**TASK DESCRIPTION:** Reproduce, word for word, the portion of the newsgroup exchange starting with "Come to think" and going on through "that case. Hmm.)".

**SELECTED TEXT:**

Come to think of it, I think I'll go file that as an enhancement request with
our vendor.

(Actually, I think I can. Imagine a function which has as part of its
contract that its argument is non-null... Oh, but wait, there'd be no test
to optimize in that case. Hmm.)

> Is my point a little bit clearer now?

I think so.

Tim Rentsch

unread,
Mar 22, 2010, 10:28:30 AM3/22/10
to
Seebs <usenet...@seebs.net> writes:

> On 2010-03-06, Tim Rentsch <t...@x-alumni2.alumni.caltech.edu> wrote:
>> It seems worth pointing out that this comment is of the form "I
>> have some private knowledge, not known to the general public, and
>> about which I'm not going to give any real specifics, that makes
>> me think I'm right." It's great if made to win an argument.
>> Not as good if the point is to communicate reasoning and reach
>> shared understanding.
>
> I was responding to the allegation that I hadn't thought about it enough,
> not necessarily to the underlying substance.

Just for the record it wasn't my intention to make such an allegation.
Perhaps a prediction that you would reach a new conclusion upon
consideration of new facts.

> I agree that it's not a persuasive argument that my position is correct;
> it is offered only as an argument that my position is not unconsidered.

My confusion. I never considered your position to be unconsidered;
sorry if it came across otherwise.

**DATASET EXCERPT:**
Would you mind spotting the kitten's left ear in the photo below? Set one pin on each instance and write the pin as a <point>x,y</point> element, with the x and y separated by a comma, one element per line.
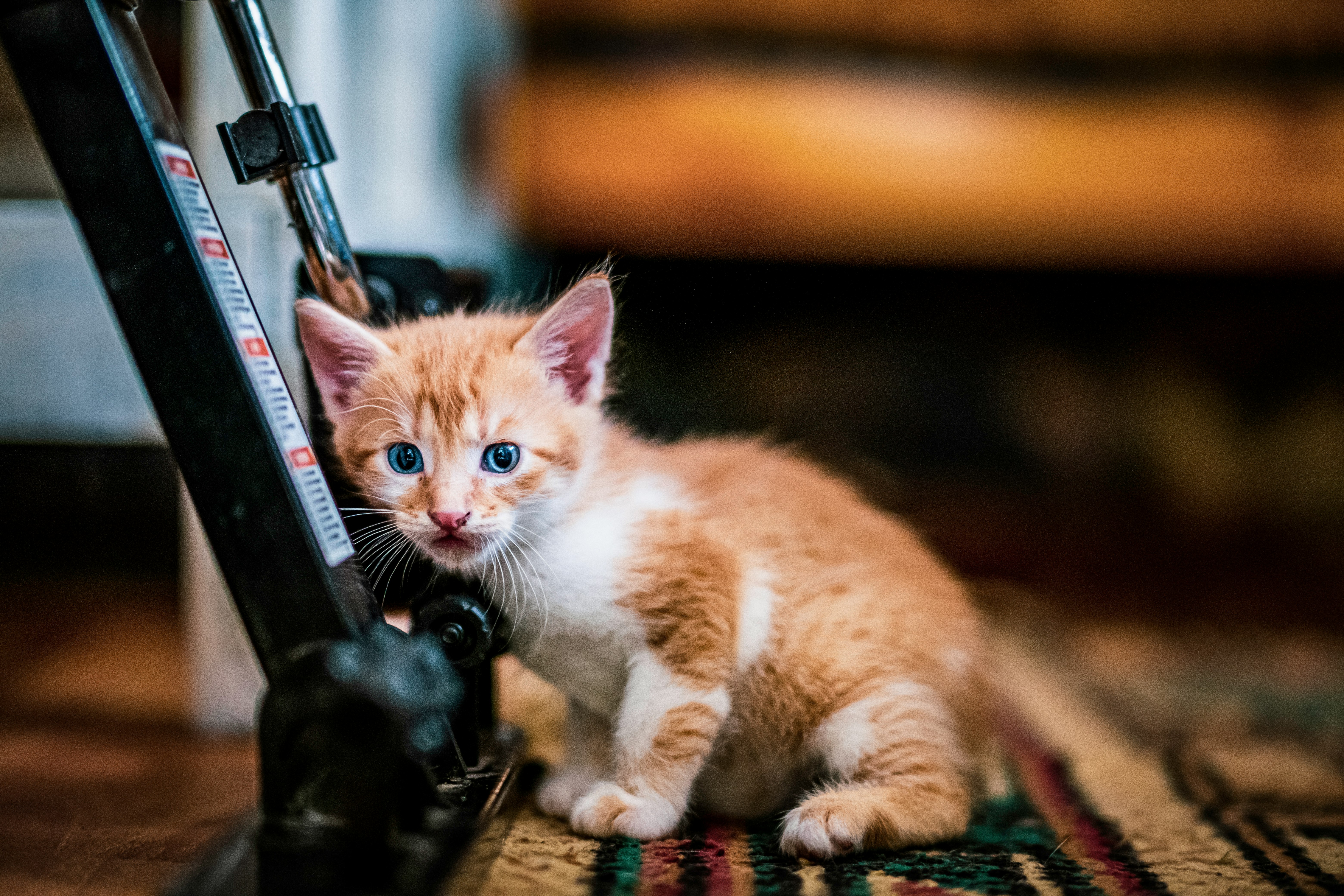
<point>574,339</point>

**COMPLETED EXERCISE:**
Come to think of it, I think I'll go file that as an enhancement request with
our vendor.

(Actually, I think I can. Imagine a function which has as part of its
contract that its argument is non-null... Oh, but wait, there'd be no test
to optimize in that case. Hmm.)